■ Exercise passage ■
*** Block opens ***

Getting angry (or not) about abuse, injustice, illness

July 22nd, 2017  |  Published in Social justice

I get angry about abuse and injustice, but (so far at least) not so much about my own illness. Friends are surprised by my apparent complacence. I’ve been surprised by their surprise, intrigued by my own inconsistencies, and curious about triggers for other people’s anger.

Angry

Angry reaction to abuse and injustice

Three days after Cardinal George Pell was charged with historical child abuse offences, I was sent an article by BB (a pseudonym) who is “a survivor of sexual abuse in an Australian religious orphanage in the 1950s”.

BB does not write about Pell, which is probably just as well, given the caution against contempt. This caution, importantly, is not just about Pell’s right to a fair trial but also to avoid compromising the case for victims. Interestingly, however, those speaking out in support of Pell are still being reported in the media (click here, and here), and I wonder how that’s fair.

BB names no one, being “of a cohort who cannot identify our abusers for the simple reason that we were so very young at the time of our abuse in the 1950s”.

*** Block closes ***

■ Supplied data ■
*** Block opens ***

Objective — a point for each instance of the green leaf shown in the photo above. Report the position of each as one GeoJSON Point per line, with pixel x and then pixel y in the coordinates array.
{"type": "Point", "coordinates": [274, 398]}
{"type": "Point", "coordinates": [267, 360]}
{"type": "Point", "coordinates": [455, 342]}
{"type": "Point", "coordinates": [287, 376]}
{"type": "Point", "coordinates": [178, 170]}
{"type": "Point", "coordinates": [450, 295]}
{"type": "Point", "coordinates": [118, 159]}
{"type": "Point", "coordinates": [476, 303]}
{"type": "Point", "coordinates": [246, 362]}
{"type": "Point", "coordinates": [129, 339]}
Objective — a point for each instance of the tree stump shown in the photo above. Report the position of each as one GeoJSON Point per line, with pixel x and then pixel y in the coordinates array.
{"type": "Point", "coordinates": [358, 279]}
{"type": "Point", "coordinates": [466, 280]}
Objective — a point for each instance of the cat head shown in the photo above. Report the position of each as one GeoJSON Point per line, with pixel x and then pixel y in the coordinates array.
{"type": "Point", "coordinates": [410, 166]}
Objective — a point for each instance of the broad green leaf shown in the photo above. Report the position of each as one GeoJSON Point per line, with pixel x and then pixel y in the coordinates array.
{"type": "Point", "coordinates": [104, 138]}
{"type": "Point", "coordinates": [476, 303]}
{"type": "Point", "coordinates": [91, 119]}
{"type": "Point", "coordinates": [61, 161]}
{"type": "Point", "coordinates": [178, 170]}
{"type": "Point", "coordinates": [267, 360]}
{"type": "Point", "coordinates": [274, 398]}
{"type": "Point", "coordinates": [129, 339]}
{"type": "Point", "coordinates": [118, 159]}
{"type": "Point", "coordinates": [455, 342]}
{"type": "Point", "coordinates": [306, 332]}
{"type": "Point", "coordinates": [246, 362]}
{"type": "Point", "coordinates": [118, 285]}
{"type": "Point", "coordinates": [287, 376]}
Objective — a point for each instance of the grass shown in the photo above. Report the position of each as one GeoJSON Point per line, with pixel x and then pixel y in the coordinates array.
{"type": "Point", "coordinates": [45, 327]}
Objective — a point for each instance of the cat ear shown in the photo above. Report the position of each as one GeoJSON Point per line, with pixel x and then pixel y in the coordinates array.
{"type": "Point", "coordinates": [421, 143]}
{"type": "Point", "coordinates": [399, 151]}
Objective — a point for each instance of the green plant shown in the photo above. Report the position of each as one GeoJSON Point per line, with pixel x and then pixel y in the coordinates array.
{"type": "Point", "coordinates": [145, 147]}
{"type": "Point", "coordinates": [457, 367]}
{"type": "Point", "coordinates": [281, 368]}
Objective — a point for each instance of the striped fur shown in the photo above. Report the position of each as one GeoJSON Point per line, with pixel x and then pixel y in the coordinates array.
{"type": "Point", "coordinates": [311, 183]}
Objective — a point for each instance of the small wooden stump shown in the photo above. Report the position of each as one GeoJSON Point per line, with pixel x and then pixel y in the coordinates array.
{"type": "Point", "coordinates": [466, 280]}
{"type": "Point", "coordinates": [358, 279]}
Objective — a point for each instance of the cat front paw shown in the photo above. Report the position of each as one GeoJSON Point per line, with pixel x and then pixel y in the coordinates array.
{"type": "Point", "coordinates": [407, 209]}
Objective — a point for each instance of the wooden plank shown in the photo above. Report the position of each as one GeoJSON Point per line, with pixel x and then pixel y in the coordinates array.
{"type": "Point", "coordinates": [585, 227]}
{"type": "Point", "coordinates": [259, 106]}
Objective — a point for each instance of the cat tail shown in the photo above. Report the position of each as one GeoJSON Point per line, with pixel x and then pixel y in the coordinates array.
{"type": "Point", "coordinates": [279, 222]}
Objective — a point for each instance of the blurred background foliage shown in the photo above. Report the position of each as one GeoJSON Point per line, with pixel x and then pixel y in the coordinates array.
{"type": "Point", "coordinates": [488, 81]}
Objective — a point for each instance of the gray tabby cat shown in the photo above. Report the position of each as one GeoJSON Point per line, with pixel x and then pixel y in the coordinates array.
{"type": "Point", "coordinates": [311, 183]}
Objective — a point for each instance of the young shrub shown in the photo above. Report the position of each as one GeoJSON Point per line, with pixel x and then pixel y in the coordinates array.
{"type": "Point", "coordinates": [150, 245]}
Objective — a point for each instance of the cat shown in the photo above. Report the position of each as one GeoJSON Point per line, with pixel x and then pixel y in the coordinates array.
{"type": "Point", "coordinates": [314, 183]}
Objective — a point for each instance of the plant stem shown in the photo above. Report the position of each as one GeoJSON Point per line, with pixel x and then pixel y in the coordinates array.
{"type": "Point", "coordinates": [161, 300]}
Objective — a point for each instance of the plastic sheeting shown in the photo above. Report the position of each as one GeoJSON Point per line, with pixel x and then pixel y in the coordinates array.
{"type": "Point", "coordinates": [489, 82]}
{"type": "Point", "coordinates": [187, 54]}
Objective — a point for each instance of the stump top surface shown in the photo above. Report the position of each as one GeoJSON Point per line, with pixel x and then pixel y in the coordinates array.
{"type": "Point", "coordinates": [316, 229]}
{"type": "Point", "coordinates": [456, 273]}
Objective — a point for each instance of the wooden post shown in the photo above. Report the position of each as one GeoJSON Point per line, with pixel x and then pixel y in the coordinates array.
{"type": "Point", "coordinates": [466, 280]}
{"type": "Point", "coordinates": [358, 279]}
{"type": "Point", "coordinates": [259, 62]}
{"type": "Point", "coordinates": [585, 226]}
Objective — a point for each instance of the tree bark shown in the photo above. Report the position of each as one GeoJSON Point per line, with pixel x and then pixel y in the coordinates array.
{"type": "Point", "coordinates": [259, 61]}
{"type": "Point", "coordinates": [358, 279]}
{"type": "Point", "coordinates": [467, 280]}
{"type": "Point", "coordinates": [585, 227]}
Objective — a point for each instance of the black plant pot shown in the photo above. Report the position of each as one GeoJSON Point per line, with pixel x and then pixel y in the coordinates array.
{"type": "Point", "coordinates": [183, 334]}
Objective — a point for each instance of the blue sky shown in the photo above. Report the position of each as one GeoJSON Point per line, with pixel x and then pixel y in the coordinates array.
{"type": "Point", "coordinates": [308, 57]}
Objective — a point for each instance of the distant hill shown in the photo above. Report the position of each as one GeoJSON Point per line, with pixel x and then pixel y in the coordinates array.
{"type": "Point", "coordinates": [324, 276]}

*** Block closes ***

■ Complete the following ■
**a.** From the blog post about anger, extract the passage that begins at the words "BB does not" and ends after the words "how that’s fair.".
**b.** Answer these questions using the blog post about anger:
(i) On what date was the post published?
(ii) What was Cardinal George Pell charged with?
(iii) Where and in what decade did BB suffer sexual abuse?
**c.** Continue the blog post about anger from its last sentence.
The rows are separate material and have no connection to the blog post about anger.

■ Answers per task ■
**a.**
BB does not write about Pell, which is probably just as well, given the caution against contempt. This caution, importantly, is not just about Pell’s right to a fair trial but also to avoid compromising the case for victims. Interestingly, however, those speaking out in support of Pell are still being reported in the media (click here, and here), and I wonder how that’s fair.

**b.**
(i) July 22nd, 2017
(ii) Historical child abuse offences
(iii) In an Australian religious orphanage, in the 1950s

**c.**
Their anger has been pushed down and bottled up for decades:

“I have never, until now,” BB writes, “been able to express my anger at what my abusers did to me and to so many others…I could scream to the heavens about it all…Our abusers were never brought to justice…They killed our spirits…Our anger at what they did to us, and our hatred of them, is visceral.”

I can relate to that visceral response, and also when BB says:

“Expressing my anger verbally is very difficult. My spoken words jumble all which ways, my face grimaces uncontrollably, and the strength of my emotions shakes me.”

I know the surge of confused emotion when the attempt to speak out against abuse and injustice meets with incomprehension, denial, disdain or dismissal as ‘too emotional’.

The abuse of power involved in the abuse of children makes me want to bay at the moon. Why? Because it’s so rarely brought to full account. The church evaded public accountability for a very long time and has a history of acting more decisively against priests “who adapted the mass or advocated an end to clerical celibacy or favoured women priests” than against those who abused children.

Pope Francis may currently be challenging this conservatism, although a strong stand much earlier in his reign would have been more convincing. Delusions about celibacy have been used to excuse violation of children, and the collusion of the hierarchy has been heinous. It has, for example, been argued that only sexual penetration of women breaks the vow of celibacy.

We live in a hierarchically structured society which, by definition, means unequal distribution of power. Institutions like the church have huge influence and power compared to those abused in their care.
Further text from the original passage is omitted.